» Problem
Each entry below is to be duplicated precisely.

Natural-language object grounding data
________

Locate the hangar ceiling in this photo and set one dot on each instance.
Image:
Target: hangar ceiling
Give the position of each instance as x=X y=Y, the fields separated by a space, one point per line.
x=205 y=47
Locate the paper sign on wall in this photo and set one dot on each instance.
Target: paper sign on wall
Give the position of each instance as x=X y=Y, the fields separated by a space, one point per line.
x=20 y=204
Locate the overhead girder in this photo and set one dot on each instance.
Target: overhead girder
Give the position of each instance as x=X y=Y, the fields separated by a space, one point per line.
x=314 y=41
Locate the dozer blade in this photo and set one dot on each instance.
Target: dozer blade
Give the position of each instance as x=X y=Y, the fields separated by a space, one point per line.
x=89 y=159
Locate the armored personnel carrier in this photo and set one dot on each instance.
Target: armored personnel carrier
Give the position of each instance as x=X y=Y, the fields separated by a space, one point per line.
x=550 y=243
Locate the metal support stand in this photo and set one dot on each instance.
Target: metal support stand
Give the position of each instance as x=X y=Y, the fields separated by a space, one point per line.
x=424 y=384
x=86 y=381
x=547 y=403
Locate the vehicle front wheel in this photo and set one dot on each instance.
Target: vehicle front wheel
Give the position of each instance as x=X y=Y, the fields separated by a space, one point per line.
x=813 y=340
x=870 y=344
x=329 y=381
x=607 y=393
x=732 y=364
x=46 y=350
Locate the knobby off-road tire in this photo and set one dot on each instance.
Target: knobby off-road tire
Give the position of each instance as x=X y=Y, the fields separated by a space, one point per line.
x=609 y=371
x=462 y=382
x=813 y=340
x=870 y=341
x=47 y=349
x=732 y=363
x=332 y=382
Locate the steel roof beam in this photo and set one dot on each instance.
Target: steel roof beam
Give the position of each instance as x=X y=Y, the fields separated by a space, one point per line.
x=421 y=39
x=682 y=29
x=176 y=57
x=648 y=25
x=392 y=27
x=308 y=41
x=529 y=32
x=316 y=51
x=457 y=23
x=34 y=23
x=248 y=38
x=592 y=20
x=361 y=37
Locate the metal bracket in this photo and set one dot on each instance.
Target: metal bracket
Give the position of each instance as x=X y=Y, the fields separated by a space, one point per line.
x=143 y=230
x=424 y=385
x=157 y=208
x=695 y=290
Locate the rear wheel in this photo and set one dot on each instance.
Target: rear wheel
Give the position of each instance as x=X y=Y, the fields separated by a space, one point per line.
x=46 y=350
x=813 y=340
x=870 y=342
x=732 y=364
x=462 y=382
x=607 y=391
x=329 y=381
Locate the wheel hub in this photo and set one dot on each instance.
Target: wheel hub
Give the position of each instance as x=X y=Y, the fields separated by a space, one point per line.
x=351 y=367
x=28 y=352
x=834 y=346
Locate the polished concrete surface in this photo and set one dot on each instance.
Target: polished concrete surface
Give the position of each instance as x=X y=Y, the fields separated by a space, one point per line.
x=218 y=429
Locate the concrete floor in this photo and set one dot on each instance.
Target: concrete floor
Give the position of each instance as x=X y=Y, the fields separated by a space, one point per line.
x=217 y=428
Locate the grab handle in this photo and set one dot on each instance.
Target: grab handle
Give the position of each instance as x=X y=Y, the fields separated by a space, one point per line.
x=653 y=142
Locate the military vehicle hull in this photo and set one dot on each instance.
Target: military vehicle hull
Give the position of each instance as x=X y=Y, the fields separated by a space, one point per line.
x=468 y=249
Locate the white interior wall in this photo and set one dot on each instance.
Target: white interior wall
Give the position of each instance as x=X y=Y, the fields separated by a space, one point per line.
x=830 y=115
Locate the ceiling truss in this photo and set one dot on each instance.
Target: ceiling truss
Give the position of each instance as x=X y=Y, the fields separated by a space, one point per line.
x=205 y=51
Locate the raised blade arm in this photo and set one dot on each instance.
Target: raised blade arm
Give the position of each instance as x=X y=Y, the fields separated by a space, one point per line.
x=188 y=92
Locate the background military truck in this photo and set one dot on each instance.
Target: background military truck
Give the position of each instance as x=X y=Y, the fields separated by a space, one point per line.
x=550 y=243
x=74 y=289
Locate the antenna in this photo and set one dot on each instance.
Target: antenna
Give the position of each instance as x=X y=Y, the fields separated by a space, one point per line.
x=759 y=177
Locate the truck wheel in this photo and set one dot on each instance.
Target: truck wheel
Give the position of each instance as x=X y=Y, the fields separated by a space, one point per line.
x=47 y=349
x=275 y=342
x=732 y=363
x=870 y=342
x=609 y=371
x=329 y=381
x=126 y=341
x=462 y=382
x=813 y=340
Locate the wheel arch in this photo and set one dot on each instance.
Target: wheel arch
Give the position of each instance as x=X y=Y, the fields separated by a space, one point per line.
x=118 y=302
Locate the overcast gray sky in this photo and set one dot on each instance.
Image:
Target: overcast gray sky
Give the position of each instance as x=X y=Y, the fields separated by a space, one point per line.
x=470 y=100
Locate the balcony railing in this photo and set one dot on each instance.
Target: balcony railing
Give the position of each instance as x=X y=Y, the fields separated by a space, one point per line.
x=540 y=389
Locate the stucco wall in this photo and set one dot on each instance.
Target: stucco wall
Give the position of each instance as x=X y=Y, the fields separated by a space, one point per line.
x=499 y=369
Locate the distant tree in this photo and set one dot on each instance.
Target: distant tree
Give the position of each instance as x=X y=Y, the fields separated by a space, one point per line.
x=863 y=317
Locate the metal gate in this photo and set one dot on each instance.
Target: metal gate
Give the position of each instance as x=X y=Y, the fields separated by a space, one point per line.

________

» Exercise output
Locate the hangar ceiling in this photo and set one dot on each instance.
Image:
Target: hangar ceiling
Give the position of each instance as x=X y=Y, the fields separated by a space, one point per line.
x=205 y=47
Locate the paper sign on wall in this photo and set one dot on each instance.
Target: paper sign on wall
Give the position of each instance as x=X y=Y, the fields separated by a space, one point per line.
x=20 y=204
Locate the overhead girder in this photo and set one dot on each instance.
Target: overhead girder
Give the position of each instance as x=X y=Y, the fields separated by a space, one point per line.
x=314 y=41
Locate the dozer blade in this photo and set one dot on each instance.
Target: dozer blade
Give the position of each instance as x=X y=Y, the fields separated by a space, one point per line.
x=89 y=159
Locate the armored personnel carrier in this photo and set one dot on each instance.
Target: armored personnel carrier
Give the position of each instance as x=X y=Y, the fields separated by a space, one point per line.
x=550 y=243
Locate the metal support stand in this photo and set one dot on each instance.
Target: metal support stand
Give the position of each instance as x=X y=Y, the fields separated by a space, one point per line.
x=424 y=384
x=86 y=381
x=547 y=403
Locate the vehicle front wheel in this photo and set one dot on each instance.
Target: vehicle front wheel
Give the position of each instance as x=X y=Y, the fields separated by a space, one point per line.
x=813 y=340
x=870 y=344
x=329 y=381
x=607 y=393
x=732 y=364
x=46 y=350
Locate the knobby off-road tire in this photo and set one dot on each instance.
Target: knobby off-road tire
Give the position of each instance as x=X y=Y, the fields separated by a space, one point per line.
x=609 y=371
x=462 y=382
x=813 y=340
x=870 y=341
x=47 y=349
x=732 y=363
x=332 y=382
Locate the steel roof beam in this photo and set one dot on each instance.
Target: steel roof beam
Give the position of each instance as x=X y=Y, the fields separated by a space, one point per line.
x=421 y=39
x=682 y=29
x=176 y=57
x=648 y=25
x=392 y=27
x=308 y=41
x=529 y=32
x=316 y=51
x=457 y=23
x=34 y=23
x=248 y=38
x=592 y=20
x=361 y=37
Locate the metal bracket in this photo and set one dot on each instance.
Target: metal bracket
Give the position of each instance as x=X y=Y, the fields separated by a space, one point per line.
x=143 y=230
x=424 y=385
x=157 y=208
x=695 y=290
Locate the rear wheel in this photo and set one dot on each instance.
Target: rear wheel
Give the position of each instance as x=X y=Y, the fields separated by a space, one point per line.
x=46 y=350
x=813 y=340
x=870 y=342
x=732 y=364
x=462 y=382
x=607 y=391
x=329 y=381
Locate the wheel hub in this photo and set one dot on each instance.
Target: wheel hub
Give the position of each instance as x=X y=Y, the fields separated by a space, one point per line.
x=351 y=367
x=28 y=352
x=834 y=346
Locate the polished concrete surface in this photo and set one dot on each instance.
Target: polished concrete surface
Give the position of each instance as x=X y=Y, the fields separated by a space, one point per line.
x=218 y=429
Locate the concrete floor in this photo and set one dot on each instance.
Target: concrete floor
Give the position of each instance as x=X y=Y, the fields separated by a space, one point per line.
x=217 y=428
Locate the grab handle in this photo and set one dot on each instance.
Target: grab handle
Give the position of each instance as x=X y=Y, the fields separated by a space, one point per line.
x=653 y=142
Locate the military vehicle hull in this photo and set one dot on each instance.
Target: military vehicle hull
Give the position of each instance as x=X y=Y, the fields separated by a space, one point per line.
x=468 y=249
Locate the white interior wall in this photo and set one dot on each instance.
Target: white interior wall
Give the position of each instance as x=X y=Y, the fields separated by a space, one point per line.
x=830 y=115
Locate the ceiling truss in this photo and set one dot on each instance.
Target: ceiling truss
Give the position of each instance as x=X y=Y, the fields separated by a space, one point per line.
x=205 y=51
Locate the raised blade arm in this photo and set one dot on each instance.
Target: raised blade arm
Give the position of each instance as x=X y=Y, the fields separated by a space, one point per line.
x=188 y=92
Locate the background military truck in this photo and set one dot on each instance.
Target: background military truck
Give the position of each instance as x=X y=Y, the fields separated by a space, one point per line.
x=550 y=243
x=74 y=289
Locate the antenna in this photo and set one dot on each instance.
Target: antenna
Give the position of each instance as x=X y=Y, the fields separated by a space, one point per line.
x=759 y=177
Locate the truck wheel in this photo and set one dot on each instance.
Target: truck wheel
Give the position of each instance as x=X y=Y, the fields separated by a space, one point per line.
x=47 y=349
x=275 y=342
x=732 y=363
x=870 y=342
x=609 y=371
x=329 y=381
x=126 y=341
x=462 y=382
x=813 y=340
Locate the wheel arch in this photo and set one dot on each instance.
Target: wheel arch
Give the position of each instance as x=X y=Y, the fields separated by a space, one point per line.
x=118 y=302
Locate the overcast gray sky in this photo and set one dot on each instance.
Image:
Target: overcast gray sky
Give the position of each instance as x=X y=Y, the fields separated by a space, one point per line.
x=470 y=100
Locate the balcony railing in this photo and set one dot on each instance.
Target: balcony railing
Give the position of each instance as x=X y=Y, the fields separated by a space, one point per line.
x=540 y=389
Locate the stucco wall in this photo and set one dot on each instance.
Target: stucco wall
Give the position of each instance as x=X y=Y, the fields separated by a space, one point per line.
x=499 y=369
Locate the distant tree in this photo and set one dot on each instance.
Target: distant tree
Give the position of each instance as x=X y=Y, the fields separated by a space, one point per line.
x=863 y=317
Locate the metal gate in this photo and set one dot on each instance.
Target: metal gate
Give the position of each instance as x=X y=Y, the fields separated by a space, one point per line.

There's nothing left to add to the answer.